▸ **SELECTED EXCERPT**
Content starts
A blog post highlighting the article by Yong, and Peeters in Insectes Sociaux.
By Christian Peeters
Many ant genera obtain honeydew from a variety of scale insects feeding on the sap of tropical trees. However, the most advanced and speciose scale insects – family Diaspididae – do not excrete honeydew, but build a protective shield made of wax and proteins and are known to associate with only one ant genus in Africa and Madagascar. The minute workers of Melissotarsus chew an extensive network of tunnels under living bark, and these are inhabited by vast numbers of diaspidids. Typically, these do not secrete the trademark shield when defended by ants, unlike free-living forms. Melissotarsus workers have extremely modified legs and cannot walk outside host trees, it is therefore assumed that they obtain all their food from the scale insects.
The Asian genus Rhopalomastix is strikingly similar in morphology to Melissotarsus, especially the bullet-shaped head of workers with the antennal sockets touching each other (in all other Myrmicinae, the antennal sockets are widely separated), and silk glands inside the head of adult females. However, the legs are normal, and a sting is retained. Molecular data confirm these are sister genera, sitting together on a separate branch. Rhopalomastix is widely distributed (India to eastern Australia), yet its biology was undocumented until Gordon Yong located it in Singapore. Four species nested in seven genera of living trees, together with five genera (one new) of diaspidids. Large numbers of naked diaspidids occurred in all ant nests, with only few shields.
Content ends
▸ **ASSIGNMENT**
Answer these questions about the post on Melissotarsus and Rhopalomastix:
1. In which regions does the post place Melissotarsus?
2. Besides normal legs, what does Rhopalomastix retain?
3. How many Rhopalomastix species were found nesting in living trees, and in how many genera of trees?

▸ **DATA FOR ANALYSIS**
Content starts
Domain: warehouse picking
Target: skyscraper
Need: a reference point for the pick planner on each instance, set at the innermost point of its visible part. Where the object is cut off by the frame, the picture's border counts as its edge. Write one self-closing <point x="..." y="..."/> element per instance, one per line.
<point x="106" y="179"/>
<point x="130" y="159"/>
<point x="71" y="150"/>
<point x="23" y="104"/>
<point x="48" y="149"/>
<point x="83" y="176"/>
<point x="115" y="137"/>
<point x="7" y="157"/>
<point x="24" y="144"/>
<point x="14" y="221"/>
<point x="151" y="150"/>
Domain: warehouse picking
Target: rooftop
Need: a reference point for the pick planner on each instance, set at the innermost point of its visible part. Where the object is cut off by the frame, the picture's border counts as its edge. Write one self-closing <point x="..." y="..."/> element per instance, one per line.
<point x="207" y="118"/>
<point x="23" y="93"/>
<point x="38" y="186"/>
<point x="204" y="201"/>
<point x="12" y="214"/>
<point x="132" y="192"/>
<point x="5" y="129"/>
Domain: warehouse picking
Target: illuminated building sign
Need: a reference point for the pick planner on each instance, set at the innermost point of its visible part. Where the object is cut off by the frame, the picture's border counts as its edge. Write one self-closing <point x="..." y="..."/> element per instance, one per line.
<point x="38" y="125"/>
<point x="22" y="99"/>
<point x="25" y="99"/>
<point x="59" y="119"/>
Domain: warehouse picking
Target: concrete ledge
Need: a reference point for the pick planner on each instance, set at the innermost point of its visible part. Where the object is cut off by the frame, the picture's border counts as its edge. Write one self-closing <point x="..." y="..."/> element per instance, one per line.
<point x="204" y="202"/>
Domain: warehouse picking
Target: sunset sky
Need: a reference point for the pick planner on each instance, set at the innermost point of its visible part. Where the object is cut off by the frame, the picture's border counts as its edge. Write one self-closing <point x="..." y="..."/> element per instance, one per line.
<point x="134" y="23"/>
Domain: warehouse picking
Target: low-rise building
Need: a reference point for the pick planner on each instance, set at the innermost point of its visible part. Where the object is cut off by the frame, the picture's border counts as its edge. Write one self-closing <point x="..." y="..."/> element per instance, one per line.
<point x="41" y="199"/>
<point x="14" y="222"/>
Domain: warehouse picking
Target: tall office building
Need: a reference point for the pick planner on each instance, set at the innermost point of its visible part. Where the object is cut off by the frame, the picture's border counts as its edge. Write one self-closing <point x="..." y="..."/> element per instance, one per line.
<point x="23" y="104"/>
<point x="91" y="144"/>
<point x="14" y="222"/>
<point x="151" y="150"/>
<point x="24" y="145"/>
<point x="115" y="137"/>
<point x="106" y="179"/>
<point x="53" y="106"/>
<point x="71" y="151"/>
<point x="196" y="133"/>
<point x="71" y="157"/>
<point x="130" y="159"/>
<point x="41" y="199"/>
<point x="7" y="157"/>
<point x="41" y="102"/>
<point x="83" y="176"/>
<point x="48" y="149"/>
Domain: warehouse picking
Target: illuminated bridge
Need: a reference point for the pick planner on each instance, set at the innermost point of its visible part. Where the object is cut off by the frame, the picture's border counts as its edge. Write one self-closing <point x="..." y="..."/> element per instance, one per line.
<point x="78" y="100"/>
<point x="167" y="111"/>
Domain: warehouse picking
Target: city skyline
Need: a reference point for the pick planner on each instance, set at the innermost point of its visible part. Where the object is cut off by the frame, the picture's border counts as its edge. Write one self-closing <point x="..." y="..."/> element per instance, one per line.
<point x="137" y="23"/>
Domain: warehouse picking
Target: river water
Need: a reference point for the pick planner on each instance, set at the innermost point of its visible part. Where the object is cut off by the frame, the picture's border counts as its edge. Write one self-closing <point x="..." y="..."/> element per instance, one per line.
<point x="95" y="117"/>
Content ends
▸ **TASK RESULT**
1. Melissotarsus occurs in Africa and Madagascar.
2. Rhopalomastix retains a sting.
3. Four species were found nesting in seven genera of living trees.